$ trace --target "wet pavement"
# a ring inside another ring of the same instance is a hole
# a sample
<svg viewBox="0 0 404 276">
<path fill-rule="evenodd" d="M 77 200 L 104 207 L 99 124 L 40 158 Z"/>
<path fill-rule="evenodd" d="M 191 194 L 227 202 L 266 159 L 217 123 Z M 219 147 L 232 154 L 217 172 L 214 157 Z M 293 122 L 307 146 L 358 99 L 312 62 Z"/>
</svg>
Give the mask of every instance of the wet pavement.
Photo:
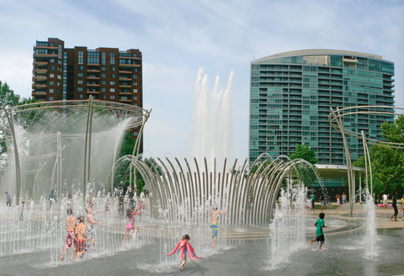
<svg viewBox="0 0 404 276">
<path fill-rule="evenodd" d="M 310 215 L 308 224 L 306 243 L 293 253 L 289 259 L 275 269 L 270 268 L 269 250 L 265 240 L 246 239 L 228 243 L 226 249 L 202 254 L 202 259 L 193 262 L 189 259 L 182 272 L 178 265 L 162 269 L 160 241 L 154 244 L 115 252 L 109 256 L 97 257 L 96 251 L 85 254 L 91 258 L 53 266 L 48 257 L 51 249 L 42 252 L 23 253 L 0 257 L 0 275 L 375 275 L 404 273 L 404 247 L 402 241 L 404 231 L 401 228 L 378 230 L 376 256 L 367 255 L 367 241 L 362 235 L 360 219 L 346 219 L 339 214 L 328 214 L 325 231 L 323 249 L 317 250 L 318 244 L 311 247 L 314 238 L 316 214 Z M 381 220 L 387 219 L 382 218 Z M 389 222 L 389 223 L 390 223 Z M 403 223 L 396 223 L 402 227 Z M 263 228 L 255 230 L 260 235 Z M 54 250 L 55 249 L 52 249 Z M 60 250 L 63 250 L 61 245 Z M 71 251 L 68 251 L 70 257 Z M 168 253 L 168 252 L 167 252 Z M 196 252 L 198 254 L 198 252 Z"/>
</svg>

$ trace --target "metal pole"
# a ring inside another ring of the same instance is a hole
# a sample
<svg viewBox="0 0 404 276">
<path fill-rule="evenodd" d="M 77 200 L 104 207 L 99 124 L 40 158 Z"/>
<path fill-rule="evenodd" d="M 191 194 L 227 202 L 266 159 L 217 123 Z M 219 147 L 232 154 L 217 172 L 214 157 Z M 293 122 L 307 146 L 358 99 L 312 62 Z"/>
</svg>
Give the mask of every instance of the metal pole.
<svg viewBox="0 0 404 276">
<path fill-rule="evenodd" d="M 92 99 L 92 96 L 91 99 Z M 90 183 L 90 159 L 91 159 L 91 130 L 92 129 L 92 102 L 91 100 L 89 101 L 89 106 L 90 108 L 90 127 L 88 130 L 88 169 L 87 172 L 87 183 Z"/>
<path fill-rule="evenodd" d="M 6 114 L 6 116 L 7 117 L 7 120 L 10 124 L 10 128 L 11 130 L 11 134 L 13 135 L 13 140 L 14 142 L 14 155 L 16 160 L 16 184 L 17 188 L 17 192 L 16 196 L 16 205 L 18 205 L 20 199 L 20 157 L 18 155 L 18 149 L 17 146 L 17 140 L 16 139 L 16 134 L 14 131 L 14 122 L 13 120 L 13 115 L 9 116 L 9 113 L 7 112 L 7 109 L 6 106 L 3 106 L 4 112 Z M 7 135 L 7 133 L 6 134 Z"/>
<path fill-rule="evenodd" d="M 116 158 L 117 155 L 117 148 L 118 147 L 118 139 L 119 137 L 119 125 L 120 124 L 118 124 L 118 129 L 117 130 L 117 136 L 115 138 L 115 149 L 114 151 L 114 161 L 112 162 L 112 173 L 111 173 L 111 196 L 112 197 L 112 195 L 114 194 L 114 175 L 115 173 L 115 158 Z M 132 164 L 132 161 L 130 162 L 131 165 Z M 113 198 L 113 197 L 112 197 Z"/>
<path fill-rule="evenodd" d="M 87 107 L 87 123 L 86 124 L 85 126 L 85 141 L 84 142 L 84 175 L 83 176 L 83 201 L 85 206 L 85 188 L 86 188 L 86 181 L 87 180 L 87 178 L 86 177 L 86 174 L 85 174 L 85 170 L 86 170 L 86 165 L 87 165 L 87 161 L 86 161 L 86 158 L 87 158 L 87 136 L 88 134 L 88 123 L 90 118 L 90 106 L 91 104 L 91 99 L 92 98 L 92 96 L 90 95 L 90 97 L 88 99 L 88 107 Z"/>
<path fill-rule="evenodd" d="M 362 173 L 359 172 L 359 202 L 362 202 Z"/>
</svg>

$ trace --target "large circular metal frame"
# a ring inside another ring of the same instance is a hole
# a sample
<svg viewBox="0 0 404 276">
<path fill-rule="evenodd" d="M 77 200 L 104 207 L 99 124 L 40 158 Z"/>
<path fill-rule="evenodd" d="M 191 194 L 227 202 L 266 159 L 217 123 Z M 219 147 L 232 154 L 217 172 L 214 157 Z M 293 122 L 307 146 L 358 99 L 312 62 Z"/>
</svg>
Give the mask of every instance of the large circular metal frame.
<svg viewBox="0 0 404 276">
<path fill-rule="evenodd" d="M 84 179 L 83 179 L 83 195 L 85 197 L 86 195 L 86 182 L 89 182 L 89 171 L 90 171 L 90 153 L 91 148 L 91 139 L 92 135 L 103 136 L 107 134 L 111 134 L 113 131 L 101 131 L 92 133 L 92 115 L 95 111 L 96 112 L 102 113 L 102 114 L 113 115 L 116 117 L 118 121 L 127 119 L 128 118 L 132 118 L 132 119 L 128 124 L 126 125 L 126 129 L 130 129 L 135 127 L 140 127 L 139 131 L 138 133 L 138 137 L 140 139 L 136 139 L 135 147 L 133 150 L 133 155 L 139 154 L 140 150 L 140 140 L 142 136 L 144 124 L 147 122 L 150 117 L 150 113 L 152 109 L 148 111 L 140 107 L 119 102 L 94 100 L 92 96 L 90 96 L 88 100 L 65 100 L 65 101 L 55 101 L 35 102 L 29 103 L 22 105 L 18 105 L 9 108 L 3 106 L 3 109 L 0 111 L 0 130 L 3 131 L 4 137 L 0 139 L 0 141 L 5 141 L 8 148 L 9 152 L 14 152 L 15 156 L 15 168 L 16 168 L 16 179 L 15 183 L 16 185 L 16 200 L 17 204 L 19 202 L 20 193 L 21 191 L 20 187 L 20 156 L 18 153 L 18 149 L 17 146 L 17 141 L 16 140 L 15 131 L 14 129 L 14 122 L 13 116 L 20 114 L 24 112 L 32 112 L 37 110 L 52 109 L 54 111 L 58 111 L 61 113 L 65 113 L 67 108 L 77 108 L 77 110 L 81 109 L 83 112 L 86 112 L 87 119 L 85 133 L 79 134 L 62 134 L 60 132 L 57 132 L 55 134 L 46 133 L 30 133 L 30 137 L 39 137 L 39 139 L 53 139 L 57 141 L 58 148 L 57 152 L 52 153 L 50 156 L 46 154 L 46 156 L 37 156 L 35 158 L 38 159 L 40 157 L 52 157 L 52 156 L 57 156 L 57 161 L 55 163 L 55 168 L 57 163 L 58 168 L 60 167 L 61 174 L 61 162 L 62 162 L 62 151 L 64 149 L 62 147 L 62 141 L 66 139 L 75 139 L 79 137 L 84 138 L 85 139 L 84 146 Z M 118 141 L 118 137 L 117 137 Z M 12 144 L 13 147 L 12 147 Z M 114 189 L 114 169 L 115 163 L 115 158 L 117 152 L 117 147 L 118 143 L 116 143 L 114 156 L 114 162 L 112 168 L 112 178 L 111 184 L 111 190 Z M 11 161 L 11 160 L 9 160 Z M 59 162 L 60 162 L 60 165 Z M 35 164 L 35 170 L 34 173 L 35 173 L 36 170 L 36 164 Z M 132 165 L 130 166 L 130 185 L 132 185 Z M 58 169 L 59 170 L 59 169 Z M 86 171 L 88 173 L 86 173 Z M 39 168 L 37 173 L 39 172 Z M 52 178 L 53 179 L 53 174 Z M 61 187 L 61 177 L 59 185 Z M 85 200 L 84 200 L 85 201 Z"/>
<path fill-rule="evenodd" d="M 366 108 L 368 110 L 365 111 L 357 111 L 358 109 Z M 330 107 L 331 113 L 328 116 L 328 121 L 330 122 L 331 127 L 335 130 L 341 133 L 342 136 L 342 139 L 344 143 L 345 149 L 345 156 L 346 159 L 346 164 L 348 169 L 348 183 L 349 186 L 349 216 L 352 216 L 352 210 L 354 206 L 354 201 L 355 190 L 355 181 L 354 172 L 352 170 L 352 162 L 351 159 L 350 154 L 349 153 L 349 148 L 345 138 L 345 135 L 362 139 L 363 142 L 364 153 L 365 155 L 365 163 L 366 165 L 366 187 L 368 188 L 368 164 L 369 167 L 370 179 L 370 193 L 373 193 L 373 183 L 372 176 L 372 164 L 370 162 L 370 154 L 369 153 L 369 147 L 368 145 L 377 145 L 378 146 L 391 147 L 394 148 L 404 149 L 404 144 L 399 143 L 392 143 L 387 141 L 377 140 L 376 139 L 367 137 L 363 131 L 361 133 L 352 131 L 346 129 L 344 127 L 343 120 L 342 118 L 344 116 L 350 115 L 351 114 L 384 114 L 389 115 L 395 115 L 396 116 L 404 115 L 403 113 L 397 113 L 394 109 L 404 111 L 404 108 L 389 106 L 388 105 L 364 105 L 351 106 L 339 109 L 337 107 L 334 111 L 332 107 Z M 391 111 L 389 111 L 391 109 Z"/>
</svg>

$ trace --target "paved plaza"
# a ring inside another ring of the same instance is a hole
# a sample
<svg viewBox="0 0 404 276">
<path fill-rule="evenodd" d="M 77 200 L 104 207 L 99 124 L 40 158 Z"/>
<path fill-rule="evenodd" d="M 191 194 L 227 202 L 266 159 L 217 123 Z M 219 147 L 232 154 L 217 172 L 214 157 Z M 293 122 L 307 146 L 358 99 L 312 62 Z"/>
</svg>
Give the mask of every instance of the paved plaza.
<svg viewBox="0 0 404 276">
<path fill-rule="evenodd" d="M 404 274 L 401 241 L 404 222 L 389 219 L 391 210 L 378 210 L 378 254 L 367 256 L 362 236 L 362 210 L 348 217 L 344 209 L 325 210 L 326 242 L 323 250 L 313 247 L 314 224 L 319 210 L 309 212 L 306 243 L 289 259 L 275 269 L 270 269 L 266 227 L 228 229 L 226 249 L 218 250 L 202 259 L 188 260 L 182 272 L 173 266 L 168 271 L 158 268 L 161 250 L 154 244 L 119 251 L 113 255 L 92 257 L 53 266 L 44 252 L 22 253 L 0 257 L 1 275 L 389 275 Z M 61 249 L 63 245 L 61 245 Z M 55 250 L 49 249 L 49 250 Z M 71 251 L 70 251 L 71 252 Z M 163 252 L 163 253 L 164 252 Z M 168 253 L 168 252 L 167 252 Z M 179 265 L 179 257 L 178 256 Z M 189 259 L 189 258 L 188 258 Z"/>
</svg>

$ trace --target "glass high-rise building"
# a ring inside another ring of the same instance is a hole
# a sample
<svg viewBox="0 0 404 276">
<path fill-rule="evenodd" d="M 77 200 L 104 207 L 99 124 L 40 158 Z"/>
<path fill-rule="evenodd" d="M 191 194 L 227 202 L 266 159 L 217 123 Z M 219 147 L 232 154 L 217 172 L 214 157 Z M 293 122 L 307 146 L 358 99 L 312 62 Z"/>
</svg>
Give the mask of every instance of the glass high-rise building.
<svg viewBox="0 0 404 276">
<path fill-rule="evenodd" d="M 297 144 L 315 150 L 319 164 L 346 164 L 342 136 L 328 121 L 330 107 L 380 105 L 393 111 L 393 63 L 349 51 L 302 50 L 251 62 L 250 165 L 264 152 L 289 155 Z M 392 115 L 351 115 L 343 124 L 382 139 L 380 125 L 393 120 Z M 364 153 L 362 141 L 347 138 L 355 161 Z"/>
</svg>

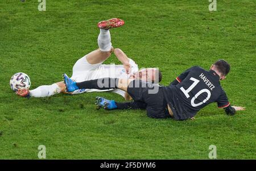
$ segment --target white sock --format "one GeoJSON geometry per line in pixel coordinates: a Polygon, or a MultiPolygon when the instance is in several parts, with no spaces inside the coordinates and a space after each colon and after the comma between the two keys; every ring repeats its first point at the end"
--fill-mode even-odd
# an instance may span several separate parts
{"type": "Polygon", "coordinates": [[[35,89],[30,90],[30,95],[34,97],[45,97],[53,95],[61,92],[60,87],[57,84],[51,85],[43,85],[35,89]]]}
{"type": "Polygon", "coordinates": [[[109,30],[100,29],[100,32],[98,36],[98,45],[102,52],[108,52],[111,50],[112,44],[109,30]]]}

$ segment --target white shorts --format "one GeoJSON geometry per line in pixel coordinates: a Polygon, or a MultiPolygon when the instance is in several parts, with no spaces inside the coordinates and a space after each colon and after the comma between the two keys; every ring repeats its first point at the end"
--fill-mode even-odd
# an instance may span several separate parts
{"type": "MultiPolygon", "coordinates": [[[[96,70],[100,67],[106,65],[103,65],[104,61],[96,64],[91,64],[88,62],[86,59],[86,55],[78,60],[73,66],[73,74],[71,77],[71,79],[76,82],[83,82],[85,81],[100,78],[101,76],[92,77],[95,75],[96,70]]],[[[132,72],[138,71],[138,65],[131,59],[129,59],[129,64],[132,68],[132,72]]],[[[120,66],[120,65],[118,65],[120,66]]],[[[97,89],[79,89],[73,91],[72,94],[81,94],[85,92],[92,91],[113,91],[125,97],[125,92],[119,89],[109,89],[109,90],[97,90],[97,89]]]]}

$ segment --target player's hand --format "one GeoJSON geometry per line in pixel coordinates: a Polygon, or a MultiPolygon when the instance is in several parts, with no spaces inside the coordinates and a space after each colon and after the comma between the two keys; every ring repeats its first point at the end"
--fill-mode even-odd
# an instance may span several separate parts
{"type": "Polygon", "coordinates": [[[130,73],[130,68],[131,68],[131,65],[129,63],[124,64],[123,67],[125,68],[126,70],[126,73],[129,74],[130,73]]]}
{"type": "Polygon", "coordinates": [[[234,107],[236,109],[236,111],[245,110],[245,107],[242,107],[242,106],[232,106],[232,107],[234,107]]]}
{"type": "Polygon", "coordinates": [[[22,97],[27,97],[30,93],[30,90],[28,89],[19,89],[16,94],[22,97]]]}

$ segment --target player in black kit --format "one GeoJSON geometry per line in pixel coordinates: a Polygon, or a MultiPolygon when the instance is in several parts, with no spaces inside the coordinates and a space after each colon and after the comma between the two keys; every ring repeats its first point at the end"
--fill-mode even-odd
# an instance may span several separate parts
{"type": "Polygon", "coordinates": [[[230,68],[230,65],[223,60],[213,64],[209,70],[193,66],[168,86],[137,79],[105,78],[75,82],[65,74],[64,82],[67,91],[79,89],[118,88],[127,91],[133,99],[131,102],[118,103],[97,97],[96,103],[100,107],[108,110],[144,109],[151,118],[185,120],[194,118],[201,109],[212,102],[217,102],[218,107],[224,108],[229,115],[245,110],[242,107],[230,105],[220,84],[220,80],[226,78],[230,68]]]}

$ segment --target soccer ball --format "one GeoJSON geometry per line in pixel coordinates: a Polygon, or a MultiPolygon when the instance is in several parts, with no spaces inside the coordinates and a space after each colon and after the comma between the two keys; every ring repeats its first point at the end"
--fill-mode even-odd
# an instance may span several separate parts
{"type": "Polygon", "coordinates": [[[30,85],[30,77],[23,73],[14,74],[10,80],[11,89],[15,92],[19,89],[29,89],[30,85]]]}

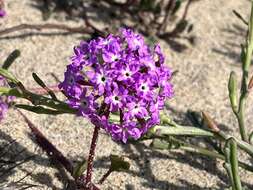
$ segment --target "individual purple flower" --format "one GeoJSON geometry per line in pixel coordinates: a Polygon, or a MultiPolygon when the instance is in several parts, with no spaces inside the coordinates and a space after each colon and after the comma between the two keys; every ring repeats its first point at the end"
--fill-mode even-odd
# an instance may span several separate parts
{"type": "Polygon", "coordinates": [[[5,17],[6,12],[5,10],[0,9],[0,17],[5,17]]]}
{"type": "Polygon", "coordinates": [[[83,81],[83,77],[76,73],[75,68],[69,66],[65,72],[65,79],[59,84],[59,88],[63,89],[67,96],[78,98],[82,93],[79,81],[83,81]]]}
{"type": "Polygon", "coordinates": [[[158,124],[173,96],[164,59],[159,45],[150,48],[143,36],[124,28],[75,47],[59,87],[78,115],[126,143],[158,124]]]}
{"type": "Polygon", "coordinates": [[[8,110],[8,104],[0,97],[0,121],[4,118],[8,110]]]}
{"type": "Polygon", "coordinates": [[[78,99],[72,98],[68,100],[68,104],[78,110],[79,116],[87,116],[95,112],[94,95],[87,95],[87,91],[84,89],[81,96],[78,99]]]}
{"type": "Polygon", "coordinates": [[[110,128],[109,132],[113,139],[121,140],[124,143],[127,142],[129,137],[137,140],[142,134],[141,130],[136,127],[136,123],[134,122],[129,122],[123,125],[111,124],[108,128],[110,128]]]}

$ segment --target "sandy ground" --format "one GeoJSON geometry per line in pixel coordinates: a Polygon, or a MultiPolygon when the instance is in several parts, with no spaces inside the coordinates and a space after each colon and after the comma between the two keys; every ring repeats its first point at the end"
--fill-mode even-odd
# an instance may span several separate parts
{"type": "MultiPolygon", "coordinates": [[[[8,16],[0,20],[0,28],[19,23],[43,23],[40,10],[31,0],[6,1],[8,16]]],[[[238,134],[235,118],[232,114],[227,92],[227,80],[231,70],[240,73],[240,43],[245,35],[244,25],[232,14],[236,9],[248,16],[248,0],[202,0],[194,4],[189,13],[190,22],[194,24],[197,43],[183,53],[174,52],[170,46],[161,41],[167,55],[167,63],[178,74],[174,78],[176,95],[171,100],[175,110],[174,117],[184,120],[187,109],[208,111],[216,121],[224,125],[230,133],[238,134]]],[[[51,18],[50,22],[61,22],[51,18]]],[[[81,25],[81,21],[62,20],[69,25],[81,25]]],[[[72,47],[80,41],[81,35],[54,35],[49,31],[40,35],[27,32],[0,37],[0,60],[8,53],[19,49],[22,56],[11,71],[26,86],[34,86],[31,73],[36,72],[48,84],[54,79],[49,75],[55,73],[63,78],[63,71],[68,64],[72,47]]],[[[250,97],[247,109],[247,126],[251,129],[253,99],[250,97]]],[[[26,113],[41,131],[73,161],[87,156],[92,126],[88,121],[72,116],[40,116],[26,113]]],[[[23,119],[10,110],[6,119],[0,124],[0,137],[3,140],[16,139],[15,150],[25,148],[26,155],[35,155],[33,161],[20,167],[15,173],[6,175],[0,181],[15,181],[26,172],[32,172],[26,179],[29,183],[40,185],[35,189],[62,189],[67,175],[58,170],[28,138],[27,126],[23,119]]],[[[98,141],[97,161],[95,162],[96,182],[106,171],[109,155],[125,155],[131,162],[129,172],[112,174],[101,186],[102,189],[224,189],[227,177],[222,162],[181,151],[151,151],[147,144],[119,145],[102,134],[98,141]]],[[[241,172],[242,181],[253,189],[253,174],[241,172]]]]}

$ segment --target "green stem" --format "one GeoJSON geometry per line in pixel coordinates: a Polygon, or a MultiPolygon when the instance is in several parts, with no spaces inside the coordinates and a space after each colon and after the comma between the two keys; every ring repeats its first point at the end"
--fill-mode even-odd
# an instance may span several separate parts
{"type": "MultiPolygon", "coordinates": [[[[245,51],[244,48],[242,51],[245,51]]],[[[251,17],[248,29],[248,39],[246,42],[246,56],[243,58],[242,64],[242,83],[241,83],[241,96],[239,101],[239,110],[236,114],[238,125],[240,128],[240,134],[243,141],[248,141],[247,132],[245,129],[245,104],[248,96],[248,80],[249,80],[249,67],[252,58],[253,51],[253,3],[251,8],[251,17]]]]}
{"type": "MultiPolygon", "coordinates": [[[[197,153],[197,154],[201,154],[201,155],[204,155],[204,156],[208,156],[210,158],[217,158],[217,159],[221,159],[221,160],[225,161],[225,156],[218,153],[218,152],[210,151],[206,148],[202,148],[202,147],[198,147],[196,145],[188,144],[188,143],[186,143],[182,140],[179,140],[179,139],[176,139],[176,138],[173,138],[173,137],[170,137],[170,140],[175,142],[175,143],[180,144],[181,145],[180,149],[182,149],[184,151],[197,153]]],[[[241,161],[238,162],[238,166],[240,166],[241,168],[243,168],[245,170],[253,172],[253,167],[252,166],[250,166],[248,164],[245,164],[241,161]]]]}
{"type": "Polygon", "coordinates": [[[237,144],[236,142],[231,139],[230,140],[230,165],[233,175],[233,181],[235,184],[235,190],[241,190],[242,184],[241,179],[239,176],[239,169],[238,169],[238,160],[237,160],[237,144]]]}

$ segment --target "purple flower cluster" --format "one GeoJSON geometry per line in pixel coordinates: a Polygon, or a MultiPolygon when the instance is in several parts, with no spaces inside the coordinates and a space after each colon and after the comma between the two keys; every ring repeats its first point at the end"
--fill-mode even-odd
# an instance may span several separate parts
{"type": "Polygon", "coordinates": [[[6,12],[3,9],[3,7],[4,7],[4,2],[3,2],[3,0],[0,0],[0,18],[4,17],[6,15],[6,12]]]}
{"type": "Polygon", "coordinates": [[[0,17],[4,17],[6,15],[5,10],[0,9],[0,17]]]}
{"type": "Polygon", "coordinates": [[[170,78],[160,46],[151,48],[140,34],[122,29],[75,47],[59,87],[78,115],[126,143],[160,122],[159,111],[173,96],[170,78]]]}

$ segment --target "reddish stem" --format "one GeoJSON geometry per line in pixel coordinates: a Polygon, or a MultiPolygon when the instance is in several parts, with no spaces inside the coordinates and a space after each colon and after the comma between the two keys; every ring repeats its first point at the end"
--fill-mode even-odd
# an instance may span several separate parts
{"type": "Polygon", "coordinates": [[[92,178],[92,170],[93,170],[93,160],[95,156],[95,149],[97,145],[99,129],[100,129],[100,126],[95,125],[95,129],[94,129],[93,137],[91,141],[91,146],[90,146],[89,158],[88,158],[88,166],[87,166],[87,173],[86,173],[86,180],[85,180],[86,190],[92,190],[91,178],[92,178]]]}

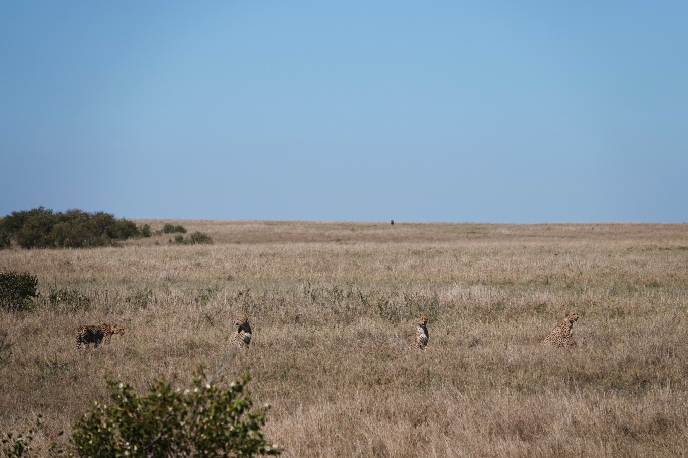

════════

How many lines of the listing above contain the string "glass"? Reply with the number alone.

### EXERCISE SOLUTION
2